• What you should do: In the text on retained placenta in Friesian mares, how soon after foaling does a mare normally pass the placenta without assistance?

Friesian mares have a higher incidence than normal for retaining the fetal membranes (placenta) after foaling. One study that observed the foaling out of 495 Friesian mares concluded the occurrence of retained placenta was as high as 54% in Friesian horses compared to a rate of 10% or less in other breeds. Normally, mares pass the placenta without assistance within three hours of foaling. The time allotted for safe passage of the placenta (3 hours or less) is due to the fact the placenta begins to break down and become necrotic almost immediately after it is separated from the uterus and blood flow to the placenta has stopped. At this point, the placenta can be considered a decaying piece of tissue, and if it is left in the uterus for several hours, a serious and life-threatening infection can easily follow. Bacteria and infection can enter the bloodstream via the uterus, and sepsis can occur, setting off a chain reaction in the body and causing laminitis and subsequent founder. Thus, a retained placenta is nothing to take lightly, and if it remains more than three hours after the mare foals, it should be treated as a medical emergency.

• Given information:
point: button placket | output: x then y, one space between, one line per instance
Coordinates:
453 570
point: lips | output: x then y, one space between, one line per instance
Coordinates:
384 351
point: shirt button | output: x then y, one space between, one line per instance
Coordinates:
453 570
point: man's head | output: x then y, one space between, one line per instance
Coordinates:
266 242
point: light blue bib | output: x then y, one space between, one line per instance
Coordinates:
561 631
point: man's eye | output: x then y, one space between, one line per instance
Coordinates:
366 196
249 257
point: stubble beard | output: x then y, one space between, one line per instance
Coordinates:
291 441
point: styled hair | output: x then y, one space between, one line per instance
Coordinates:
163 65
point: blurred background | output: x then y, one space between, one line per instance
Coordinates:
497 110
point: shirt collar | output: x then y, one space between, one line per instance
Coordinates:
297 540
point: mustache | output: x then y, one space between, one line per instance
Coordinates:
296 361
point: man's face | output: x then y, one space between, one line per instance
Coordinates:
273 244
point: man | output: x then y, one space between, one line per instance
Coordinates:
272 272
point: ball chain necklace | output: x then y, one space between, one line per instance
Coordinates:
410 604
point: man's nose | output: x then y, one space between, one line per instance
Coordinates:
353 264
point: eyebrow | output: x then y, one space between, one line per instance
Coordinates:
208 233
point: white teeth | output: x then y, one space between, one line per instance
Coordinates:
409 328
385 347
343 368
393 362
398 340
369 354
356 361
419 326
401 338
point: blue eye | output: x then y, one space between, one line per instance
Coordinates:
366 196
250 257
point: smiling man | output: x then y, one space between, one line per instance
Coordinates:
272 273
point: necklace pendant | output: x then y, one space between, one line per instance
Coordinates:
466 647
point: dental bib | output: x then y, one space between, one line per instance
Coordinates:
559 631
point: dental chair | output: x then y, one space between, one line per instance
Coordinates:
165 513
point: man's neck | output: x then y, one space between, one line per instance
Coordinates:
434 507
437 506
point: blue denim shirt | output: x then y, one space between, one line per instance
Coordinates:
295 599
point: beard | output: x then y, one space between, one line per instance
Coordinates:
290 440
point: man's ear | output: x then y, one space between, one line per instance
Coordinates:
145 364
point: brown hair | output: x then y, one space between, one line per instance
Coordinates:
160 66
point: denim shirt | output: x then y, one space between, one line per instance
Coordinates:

• Answer to this task: Within three hours of foaling.